Point-based annotation records:
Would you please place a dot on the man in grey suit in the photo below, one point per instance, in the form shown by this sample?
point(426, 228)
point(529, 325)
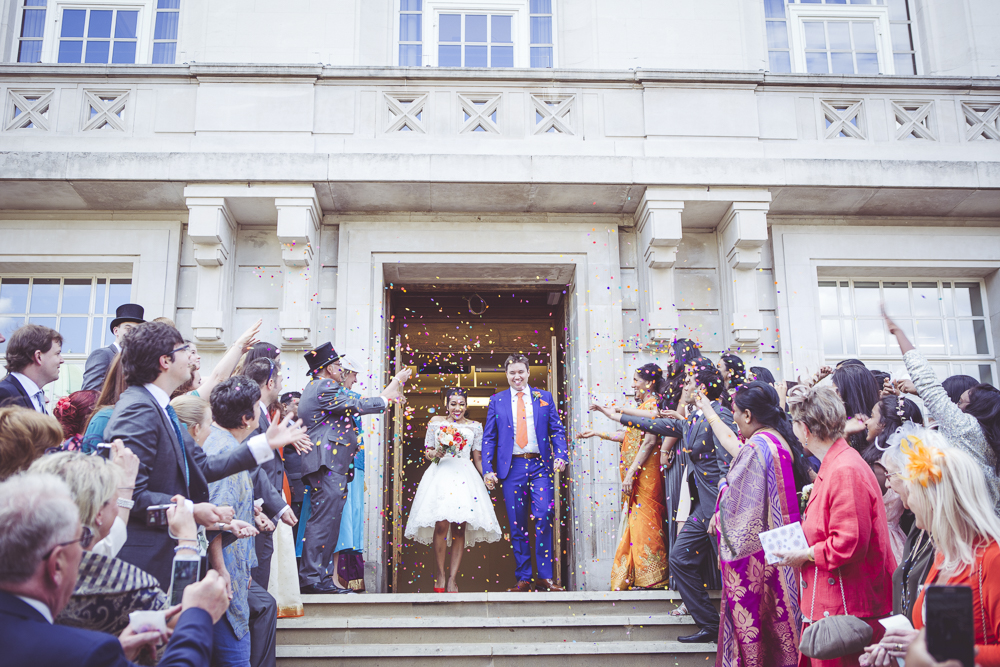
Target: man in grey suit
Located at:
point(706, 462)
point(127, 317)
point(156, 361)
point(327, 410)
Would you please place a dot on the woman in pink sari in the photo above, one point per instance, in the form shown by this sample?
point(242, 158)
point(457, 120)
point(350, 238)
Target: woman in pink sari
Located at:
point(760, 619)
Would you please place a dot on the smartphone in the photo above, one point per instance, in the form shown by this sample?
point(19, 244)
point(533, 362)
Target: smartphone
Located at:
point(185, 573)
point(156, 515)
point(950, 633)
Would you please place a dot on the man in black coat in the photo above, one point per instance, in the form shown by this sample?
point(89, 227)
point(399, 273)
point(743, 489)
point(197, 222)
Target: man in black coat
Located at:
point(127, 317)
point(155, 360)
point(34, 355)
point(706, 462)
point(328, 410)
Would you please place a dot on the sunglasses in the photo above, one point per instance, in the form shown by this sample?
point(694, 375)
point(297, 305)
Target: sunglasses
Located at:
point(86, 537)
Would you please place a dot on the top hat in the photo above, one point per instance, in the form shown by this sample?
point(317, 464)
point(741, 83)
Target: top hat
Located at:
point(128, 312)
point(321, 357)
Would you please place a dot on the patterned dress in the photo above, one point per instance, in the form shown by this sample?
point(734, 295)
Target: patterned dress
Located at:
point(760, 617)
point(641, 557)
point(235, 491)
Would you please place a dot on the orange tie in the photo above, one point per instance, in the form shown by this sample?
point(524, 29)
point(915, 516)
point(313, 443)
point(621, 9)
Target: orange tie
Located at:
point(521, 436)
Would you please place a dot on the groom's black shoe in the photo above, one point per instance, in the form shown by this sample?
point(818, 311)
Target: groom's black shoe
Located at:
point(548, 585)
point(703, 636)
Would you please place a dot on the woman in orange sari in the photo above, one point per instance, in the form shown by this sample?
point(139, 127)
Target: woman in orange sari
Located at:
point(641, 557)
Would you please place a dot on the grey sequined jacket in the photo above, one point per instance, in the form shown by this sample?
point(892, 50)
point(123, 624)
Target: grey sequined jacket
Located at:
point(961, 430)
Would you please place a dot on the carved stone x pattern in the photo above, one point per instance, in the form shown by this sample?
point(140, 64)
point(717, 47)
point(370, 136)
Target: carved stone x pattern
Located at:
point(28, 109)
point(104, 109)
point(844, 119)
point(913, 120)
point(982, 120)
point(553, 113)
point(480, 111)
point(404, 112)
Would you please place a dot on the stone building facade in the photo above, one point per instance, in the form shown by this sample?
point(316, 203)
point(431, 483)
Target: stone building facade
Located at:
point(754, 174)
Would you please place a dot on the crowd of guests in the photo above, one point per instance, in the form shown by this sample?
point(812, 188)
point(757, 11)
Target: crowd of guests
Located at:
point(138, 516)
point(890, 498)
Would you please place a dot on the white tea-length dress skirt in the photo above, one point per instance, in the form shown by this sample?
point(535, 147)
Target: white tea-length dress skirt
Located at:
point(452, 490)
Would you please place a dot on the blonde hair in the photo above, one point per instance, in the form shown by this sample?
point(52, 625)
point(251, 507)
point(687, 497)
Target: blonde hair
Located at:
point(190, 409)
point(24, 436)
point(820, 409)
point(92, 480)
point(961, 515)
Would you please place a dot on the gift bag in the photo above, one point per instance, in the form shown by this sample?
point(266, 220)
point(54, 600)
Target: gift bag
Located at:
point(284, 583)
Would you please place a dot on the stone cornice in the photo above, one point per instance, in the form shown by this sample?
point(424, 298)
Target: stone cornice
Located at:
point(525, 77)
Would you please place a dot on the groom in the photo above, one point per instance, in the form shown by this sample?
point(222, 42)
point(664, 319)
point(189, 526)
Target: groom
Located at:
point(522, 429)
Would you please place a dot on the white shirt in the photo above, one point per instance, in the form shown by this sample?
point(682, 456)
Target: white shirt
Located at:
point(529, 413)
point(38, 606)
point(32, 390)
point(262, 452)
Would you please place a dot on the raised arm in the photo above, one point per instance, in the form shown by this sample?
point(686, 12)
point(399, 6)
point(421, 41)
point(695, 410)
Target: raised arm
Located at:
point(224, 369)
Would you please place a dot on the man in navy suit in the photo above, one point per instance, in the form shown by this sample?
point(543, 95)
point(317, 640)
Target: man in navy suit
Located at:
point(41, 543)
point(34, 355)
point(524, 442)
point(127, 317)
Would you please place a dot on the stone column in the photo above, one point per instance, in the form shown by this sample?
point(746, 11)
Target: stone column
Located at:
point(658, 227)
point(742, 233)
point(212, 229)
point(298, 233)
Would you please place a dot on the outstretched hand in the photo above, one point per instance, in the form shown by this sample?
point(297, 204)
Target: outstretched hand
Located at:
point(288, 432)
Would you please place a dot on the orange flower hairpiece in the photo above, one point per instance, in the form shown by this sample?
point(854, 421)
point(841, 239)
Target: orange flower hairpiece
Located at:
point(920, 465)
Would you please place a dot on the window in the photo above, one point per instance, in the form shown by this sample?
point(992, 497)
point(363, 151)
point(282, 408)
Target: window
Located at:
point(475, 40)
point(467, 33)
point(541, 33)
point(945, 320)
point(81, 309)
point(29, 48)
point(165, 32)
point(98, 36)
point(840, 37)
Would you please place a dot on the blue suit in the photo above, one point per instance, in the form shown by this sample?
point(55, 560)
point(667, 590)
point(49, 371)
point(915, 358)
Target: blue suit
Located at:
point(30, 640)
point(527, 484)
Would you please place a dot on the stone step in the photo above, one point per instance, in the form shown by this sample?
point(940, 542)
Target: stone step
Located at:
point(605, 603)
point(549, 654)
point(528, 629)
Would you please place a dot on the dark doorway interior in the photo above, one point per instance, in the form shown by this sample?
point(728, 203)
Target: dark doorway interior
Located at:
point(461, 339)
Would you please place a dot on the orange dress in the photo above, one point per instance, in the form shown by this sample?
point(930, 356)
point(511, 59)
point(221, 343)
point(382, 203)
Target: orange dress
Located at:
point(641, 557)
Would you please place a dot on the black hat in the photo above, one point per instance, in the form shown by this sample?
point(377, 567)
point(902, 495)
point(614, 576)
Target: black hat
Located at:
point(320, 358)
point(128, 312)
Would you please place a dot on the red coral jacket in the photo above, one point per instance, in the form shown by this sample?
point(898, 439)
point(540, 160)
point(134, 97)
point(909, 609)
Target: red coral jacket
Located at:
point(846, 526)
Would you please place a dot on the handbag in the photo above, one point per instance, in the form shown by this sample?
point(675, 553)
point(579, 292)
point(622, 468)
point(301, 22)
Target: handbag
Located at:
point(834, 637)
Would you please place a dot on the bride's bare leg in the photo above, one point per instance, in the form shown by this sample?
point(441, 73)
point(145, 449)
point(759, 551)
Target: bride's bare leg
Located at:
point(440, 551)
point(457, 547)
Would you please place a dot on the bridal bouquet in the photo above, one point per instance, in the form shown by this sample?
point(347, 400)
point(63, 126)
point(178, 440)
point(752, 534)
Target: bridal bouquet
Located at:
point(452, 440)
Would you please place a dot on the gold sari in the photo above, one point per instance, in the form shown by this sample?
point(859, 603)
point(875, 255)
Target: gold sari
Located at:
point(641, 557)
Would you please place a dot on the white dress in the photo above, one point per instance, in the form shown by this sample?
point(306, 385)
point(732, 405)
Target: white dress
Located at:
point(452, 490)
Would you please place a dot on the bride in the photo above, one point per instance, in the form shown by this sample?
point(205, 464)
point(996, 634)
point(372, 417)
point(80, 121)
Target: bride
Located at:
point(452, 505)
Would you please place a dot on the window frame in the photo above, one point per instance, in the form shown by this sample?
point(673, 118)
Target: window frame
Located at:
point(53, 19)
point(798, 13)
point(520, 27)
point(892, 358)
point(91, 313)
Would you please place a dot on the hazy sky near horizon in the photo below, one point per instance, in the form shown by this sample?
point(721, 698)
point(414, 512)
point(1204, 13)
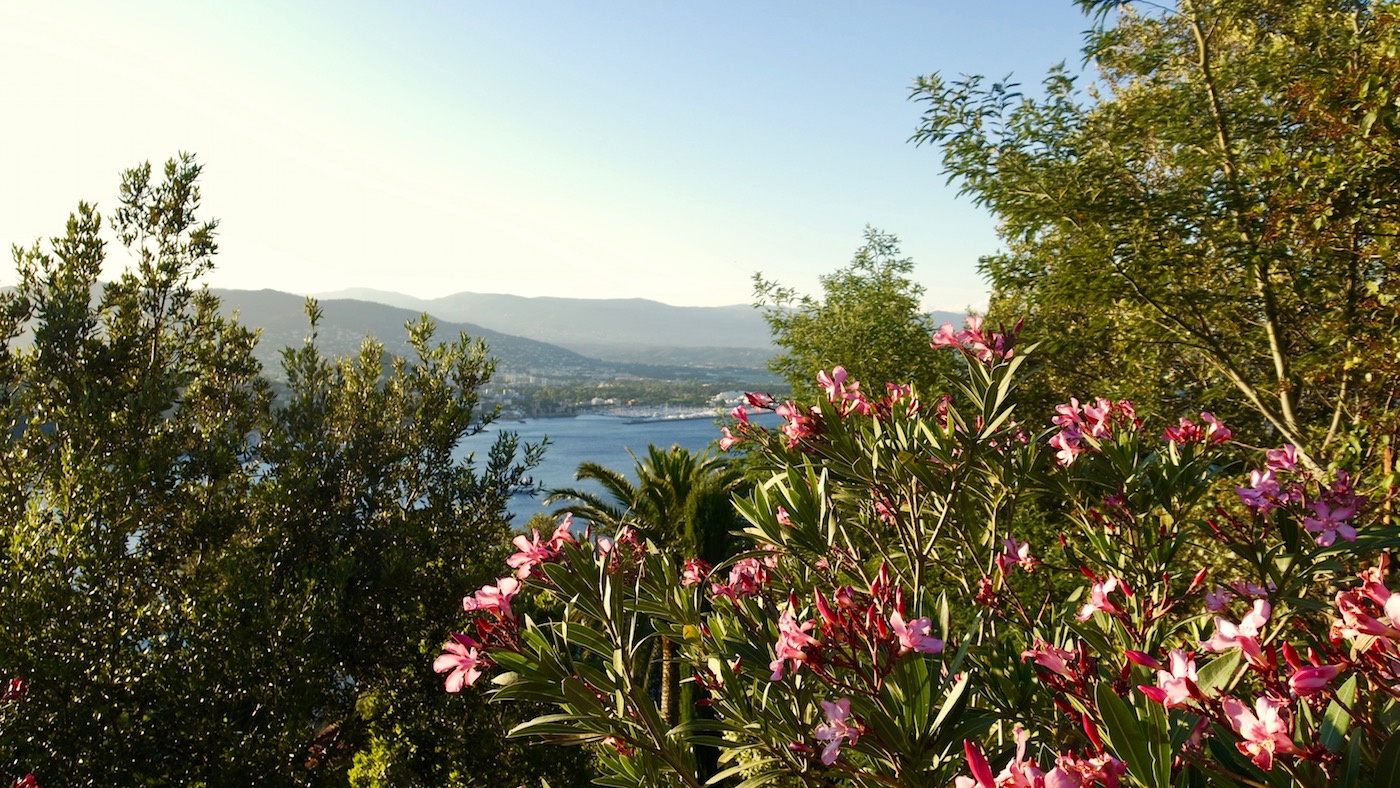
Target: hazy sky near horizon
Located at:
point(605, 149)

EXERCISE GOAL: Lay out the records from the line containing "Would you please place a dot on the gold" down to the line containing "point(91, 313)" as a Markdown table with a Row column holding a running number and a Line column holding that line, leaving out any blank lines.

WRITTEN RESPONSE:
| Row | Line |
|---|---|
| 1 | Would you please place a dot on the gold sari in the photo above, one point per instance, in the form shown by this sample? |
| 2 | point(859, 603) |
| 3 | point(875, 255) |
| 4 | Target: gold sari |
| 5 | Located at: |
| 6 | point(641, 557) |
| 7 | Would you please place a dot on the white dress in the photo above, one point per instance, in the form shown by this sample? |
| 8 | point(306, 385) |
| 9 | point(732, 405) |
| 10 | Target: white dress |
| 11 | Located at: |
| 12 | point(452, 490) |
| 13 | Would you please place a dot on the bride in the photo above, one point per instance, in the form shown by this sample? |
| 14 | point(205, 464) |
| 15 | point(996, 634) |
| 16 | point(372, 417) |
| 17 | point(80, 121) |
| 18 | Target: bride |
| 19 | Located at: |
| 20 | point(452, 505) |
| 21 | Would you please place a dot on the window frame in the photo above, one point per instance, in the form shown by this sample? |
| 22 | point(673, 118) |
| 23 | Target: window frame |
| 24 | Located at: |
| 25 | point(53, 19) |
| 26 | point(798, 13) |
| 27 | point(520, 27) |
| 28 | point(892, 358) |
| 29 | point(91, 313) |